* Consignes *
**1)** Énumérez toutes les personnes nommées dans le texte source sur l'emploi et le logement, à l'exception des deux intervenants.
**2)** Prolongez le texte source sur l'emploi et le logement au-delà de sa dernière phrase.

* Texte source *
☆ ☆ ☆ ☆ ☆ ☆ ☆

ROSELYNE BACHELOT Nous payons évidemment les dividendes si je puis dire de la crise dans ce rebond du chômage, ce que je note c’est que Xavier BERTRAND et Nadine MORANO ont pris des mesures fortes qui prennent, dont on voit les prémices, augmentation de 5,9% de l’entrée dans les contrats en alternance, on peut aussi commencer l’apprentissage, la formation en apprentissage avant même d’avoir le contrat. Tout ça ce sont des mesures structurantes qui porteront leurs fruits.
 
CHRISTOPHE BARBIER On pourrait faire un peu d’emploi public, un peu d’emploi jeune pour soulager les familles non ?
 
ROSELYNE BACHELOT On fait des contrats aidés bien entendu et d’ailleurs dans le cadre du revenu de solidarité active, j’ai créé un contrat unique d’insertion d’une journée pour permettre à des gens qui sont très exclus de l’emploi, d’avoir une marche d’entrée vers l’emploi. Mais ça ne peut pas être une solution générale appliquée à tout le monde. Il faut vraiment cibler ces contrats aidés sur les plus faibles et les plus exclus.
 
CHRISTOPHE BARBIER Approuvez-vous l’idée de Laurent WAUQUIEZ, réserver le logement social ou favoriser l’accès au logement social pour les travailleurs modestes, peut-être au détriment des chômeurs ?
 
ROSELYNE BACHELOT Ah non je ne partage pas cette idée et d’ailleurs elle est en opposition totale avec la politique du gouvernement, la politique menée par Benoist APPARU parce que nous savons bien une chose, c’est que le logement c’est la condition cardinale de l’insertion et de la réinsertion. Et Benoist APPARU pour les plus pauvres, les plus démunis, mènent une politique qu’on appelle la politique du logement d’abord. Sans logement, c’est la première marche, on ne peut pas continuer sur la deuxième marche, c'est-à-dire la formation et puis ensuite l’emploi. Donc c’est justement ces publics fragiles qu’il faut préserver dans leur maintien dans le logement et leur accès dans le logement.

☆ ☆ ☆ ☆ ☆ ☆ ☆

* Lignes de données *
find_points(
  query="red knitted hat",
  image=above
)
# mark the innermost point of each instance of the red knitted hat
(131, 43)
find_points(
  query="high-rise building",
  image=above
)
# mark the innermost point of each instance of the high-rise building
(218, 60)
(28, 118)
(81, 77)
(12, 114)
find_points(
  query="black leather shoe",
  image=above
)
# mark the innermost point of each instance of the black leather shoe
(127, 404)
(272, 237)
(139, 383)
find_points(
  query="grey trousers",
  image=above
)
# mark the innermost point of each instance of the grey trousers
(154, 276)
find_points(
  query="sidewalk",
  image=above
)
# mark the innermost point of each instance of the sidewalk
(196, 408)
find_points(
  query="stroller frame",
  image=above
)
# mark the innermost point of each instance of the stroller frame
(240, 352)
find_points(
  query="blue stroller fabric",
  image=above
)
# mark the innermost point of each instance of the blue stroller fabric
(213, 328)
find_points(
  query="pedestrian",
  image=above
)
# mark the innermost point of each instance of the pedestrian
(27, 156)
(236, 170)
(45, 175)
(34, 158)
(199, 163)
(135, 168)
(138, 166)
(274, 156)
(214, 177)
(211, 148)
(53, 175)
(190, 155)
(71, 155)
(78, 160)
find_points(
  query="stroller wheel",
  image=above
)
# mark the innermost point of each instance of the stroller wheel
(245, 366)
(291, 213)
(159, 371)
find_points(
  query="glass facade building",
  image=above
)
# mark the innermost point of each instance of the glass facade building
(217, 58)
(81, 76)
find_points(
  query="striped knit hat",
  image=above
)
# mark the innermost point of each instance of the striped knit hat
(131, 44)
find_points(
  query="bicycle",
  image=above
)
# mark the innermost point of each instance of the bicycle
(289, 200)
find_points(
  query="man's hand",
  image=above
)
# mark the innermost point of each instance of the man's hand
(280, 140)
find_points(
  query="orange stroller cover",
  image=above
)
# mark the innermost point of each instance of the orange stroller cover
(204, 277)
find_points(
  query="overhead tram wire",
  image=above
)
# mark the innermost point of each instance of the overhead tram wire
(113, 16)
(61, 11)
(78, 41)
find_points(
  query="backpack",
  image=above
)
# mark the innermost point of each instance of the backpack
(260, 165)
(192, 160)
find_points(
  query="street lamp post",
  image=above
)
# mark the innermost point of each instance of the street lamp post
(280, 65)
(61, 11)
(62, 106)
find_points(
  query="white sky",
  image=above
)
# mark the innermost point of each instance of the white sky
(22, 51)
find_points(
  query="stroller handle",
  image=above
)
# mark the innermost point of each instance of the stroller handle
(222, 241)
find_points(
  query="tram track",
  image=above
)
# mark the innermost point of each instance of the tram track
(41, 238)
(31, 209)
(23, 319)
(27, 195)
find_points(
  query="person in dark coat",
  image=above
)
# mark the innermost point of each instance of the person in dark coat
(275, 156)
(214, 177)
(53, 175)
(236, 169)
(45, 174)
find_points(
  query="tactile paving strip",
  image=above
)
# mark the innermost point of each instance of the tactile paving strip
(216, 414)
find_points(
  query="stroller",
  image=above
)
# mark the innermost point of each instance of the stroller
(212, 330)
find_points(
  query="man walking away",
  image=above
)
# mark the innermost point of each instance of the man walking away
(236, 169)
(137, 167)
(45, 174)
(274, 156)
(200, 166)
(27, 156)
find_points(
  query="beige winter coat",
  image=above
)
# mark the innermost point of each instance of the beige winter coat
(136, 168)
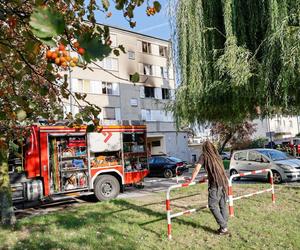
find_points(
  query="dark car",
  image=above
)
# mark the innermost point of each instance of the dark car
(166, 166)
(225, 155)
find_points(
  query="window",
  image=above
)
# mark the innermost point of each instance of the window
(131, 55)
(165, 93)
(162, 51)
(110, 63)
(164, 72)
(254, 156)
(149, 92)
(146, 47)
(155, 144)
(133, 102)
(147, 69)
(107, 88)
(77, 85)
(109, 113)
(241, 156)
(95, 87)
(113, 39)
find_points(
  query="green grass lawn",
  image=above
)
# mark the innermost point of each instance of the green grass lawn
(226, 164)
(141, 224)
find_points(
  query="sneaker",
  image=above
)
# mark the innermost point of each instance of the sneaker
(223, 231)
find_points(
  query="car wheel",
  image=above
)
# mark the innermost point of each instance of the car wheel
(168, 173)
(233, 172)
(106, 187)
(277, 179)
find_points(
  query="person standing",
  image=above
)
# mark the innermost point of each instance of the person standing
(217, 184)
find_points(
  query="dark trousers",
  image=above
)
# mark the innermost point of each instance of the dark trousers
(217, 205)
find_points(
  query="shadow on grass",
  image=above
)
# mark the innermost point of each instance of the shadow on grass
(80, 228)
(160, 215)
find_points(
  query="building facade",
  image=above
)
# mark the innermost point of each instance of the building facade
(107, 85)
(277, 128)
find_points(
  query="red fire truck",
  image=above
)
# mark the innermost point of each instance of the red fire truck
(58, 160)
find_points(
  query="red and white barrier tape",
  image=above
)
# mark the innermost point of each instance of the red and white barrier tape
(230, 190)
(168, 205)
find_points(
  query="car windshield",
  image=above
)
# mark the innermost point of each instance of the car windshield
(174, 159)
(275, 155)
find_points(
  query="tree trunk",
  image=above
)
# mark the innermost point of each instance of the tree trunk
(6, 206)
(227, 139)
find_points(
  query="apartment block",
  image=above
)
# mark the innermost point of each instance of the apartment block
(107, 85)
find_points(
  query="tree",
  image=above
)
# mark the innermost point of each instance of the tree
(36, 38)
(233, 133)
(237, 59)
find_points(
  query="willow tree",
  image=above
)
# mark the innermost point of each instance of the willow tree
(236, 59)
(34, 62)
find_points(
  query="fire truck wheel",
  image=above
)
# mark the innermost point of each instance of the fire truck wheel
(168, 173)
(106, 187)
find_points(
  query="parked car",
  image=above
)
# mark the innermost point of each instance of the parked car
(225, 155)
(284, 167)
(166, 166)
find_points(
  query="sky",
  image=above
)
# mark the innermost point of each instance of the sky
(157, 25)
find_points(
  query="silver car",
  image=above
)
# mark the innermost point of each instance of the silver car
(284, 167)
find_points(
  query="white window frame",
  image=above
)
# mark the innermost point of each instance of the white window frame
(164, 72)
(105, 86)
(168, 94)
(147, 68)
(164, 49)
(146, 47)
(77, 85)
(131, 55)
(107, 117)
(95, 87)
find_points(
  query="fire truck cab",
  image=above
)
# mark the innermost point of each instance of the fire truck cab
(59, 160)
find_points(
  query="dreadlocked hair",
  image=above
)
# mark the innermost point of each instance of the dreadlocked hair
(214, 165)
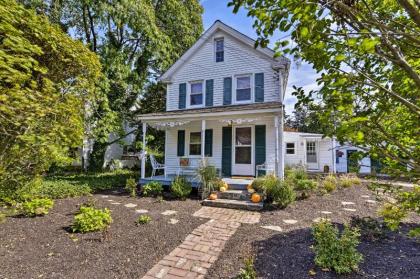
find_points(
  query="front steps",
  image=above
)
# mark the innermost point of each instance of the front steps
(236, 197)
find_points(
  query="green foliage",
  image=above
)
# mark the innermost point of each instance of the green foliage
(248, 272)
(60, 189)
(368, 75)
(90, 219)
(405, 202)
(152, 189)
(36, 207)
(335, 251)
(181, 187)
(144, 219)
(329, 183)
(47, 81)
(131, 187)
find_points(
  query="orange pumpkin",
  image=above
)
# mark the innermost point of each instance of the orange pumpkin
(256, 198)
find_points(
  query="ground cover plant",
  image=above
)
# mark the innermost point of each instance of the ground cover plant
(181, 187)
(131, 187)
(152, 189)
(90, 219)
(336, 251)
(36, 207)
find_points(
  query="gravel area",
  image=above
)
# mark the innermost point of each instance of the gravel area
(43, 247)
(287, 254)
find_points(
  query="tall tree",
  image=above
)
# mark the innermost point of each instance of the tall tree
(136, 40)
(367, 52)
(48, 85)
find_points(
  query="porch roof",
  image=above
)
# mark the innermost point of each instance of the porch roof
(254, 108)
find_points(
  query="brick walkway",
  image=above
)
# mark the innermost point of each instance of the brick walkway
(202, 247)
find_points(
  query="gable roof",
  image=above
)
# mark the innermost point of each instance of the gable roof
(219, 25)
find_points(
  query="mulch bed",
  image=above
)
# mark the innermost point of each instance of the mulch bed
(44, 247)
(288, 254)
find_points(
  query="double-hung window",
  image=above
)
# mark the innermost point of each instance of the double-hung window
(219, 46)
(243, 88)
(196, 94)
(195, 143)
(290, 148)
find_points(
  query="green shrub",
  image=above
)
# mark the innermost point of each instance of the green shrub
(335, 251)
(60, 189)
(181, 187)
(90, 219)
(248, 272)
(144, 219)
(131, 186)
(36, 207)
(152, 189)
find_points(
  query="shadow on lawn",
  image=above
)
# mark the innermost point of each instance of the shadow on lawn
(288, 255)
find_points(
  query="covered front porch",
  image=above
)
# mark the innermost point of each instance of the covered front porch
(237, 140)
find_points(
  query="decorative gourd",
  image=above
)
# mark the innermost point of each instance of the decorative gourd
(255, 198)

☆ ☆ ☆ ☆ ☆ ☆ ☆

* Réponses *
**1)** Xavier BERTRAND, Nadine MORANO, Laurent WAUQUIEZ, Benoist APPARU

**2)**
 
CHRISTOPHE BARBIER Et l’idée de la droite populaire de réserver l’allocation de ressource pour les personnes âgées, aux Français, de nationalité française et aux étrangers qui ont combattu pour la France ?
 
ROSELYNE BACHELOT Ecoutez, nous, nous sommes dans une législation européenne, moi je suis la ministre des Solidarités, la législation qui s’applique en ce domaine doit être préservée.
 
CHRISTOPHE BARBIER Pagaille à Paris à l’UMP, François FILLON contre Rachida DATI. Vous êtes proche de François FILLON alors est-ce que vous êtes à fond avec lui contre Rachida DATI ?
 
ROSELYNE BACHELOT Je suis à fond derrière François FILLON, j’aime bien Rachida DATI, mais là je l’appelle à la modération, à la modération et au respect. Je lui dis, Rachida tu as tenu des propos inqualifiables sur le Premier ministre, la politique et l’ambition politique n’excuse pas tout et il faut vraiment revenir maintenant, je lui dis Rachida il faut revenir à la raison, à la décence. Tu es députée européenne, tu es maire du 7ème arrondissement, c’est véritablement une décision du Premier ministre et du président de la République qui t’ont permis d’avoir ces beaux postes, il faut les exercer, voilà...
 
CHRISTOPHE BARBIER Ca fait un peu déserteur quand même François FILLON qui quitte la Sarthe à laquelle il doit tant.
 
ROSELYNE BACHELOT François FILLON est un homme politique d’envergure nationale et internationale et de toute façon il n’abandonnera jamais la Sarthe.
 
CHRISTOPHE BARBIER Roselyne BACHELOT, merci, bonne journée.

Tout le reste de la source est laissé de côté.